— Problem to solve —
Arrange the entries from the line containing "purple stamen as a single point per instance." through the end of the entries, inclusive, as a Markdown table with the columns No. and Text. Put a row number in No. and each line in Text, and leave out blank lines.

Dataset excerpts on pointing to objects:

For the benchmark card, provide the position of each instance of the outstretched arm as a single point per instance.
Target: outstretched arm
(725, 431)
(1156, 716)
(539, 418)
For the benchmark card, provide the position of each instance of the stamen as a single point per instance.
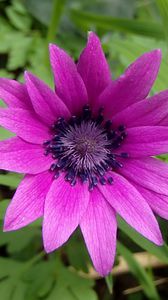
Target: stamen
(83, 147)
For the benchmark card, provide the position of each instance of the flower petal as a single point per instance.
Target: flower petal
(46, 103)
(151, 111)
(148, 172)
(64, 207)
(69, 85)
(19, 156)
(27, 204)
(157, 202)
(24, 124)
(14, 94)
(145, 141)
(132, 207)
(99, 228)
(133, 86)
(94, 68)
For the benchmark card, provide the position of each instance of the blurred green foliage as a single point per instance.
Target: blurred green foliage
(127, 29)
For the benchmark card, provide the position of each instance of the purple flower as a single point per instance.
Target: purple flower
(87, 151)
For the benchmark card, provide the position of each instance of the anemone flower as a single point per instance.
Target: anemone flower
(87, 150)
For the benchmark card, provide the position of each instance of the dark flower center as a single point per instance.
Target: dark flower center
(84, 148)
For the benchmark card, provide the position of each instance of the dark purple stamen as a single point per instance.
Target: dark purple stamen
(84, 148)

— Response —
| No. | Text |
|---|---|
| 1 | For the benchmark card, provide the position of each instance of the dark purple stamen as a single point per instance. |
| 2 | Target: dark purple stamen |
| 3 | (84, 148) |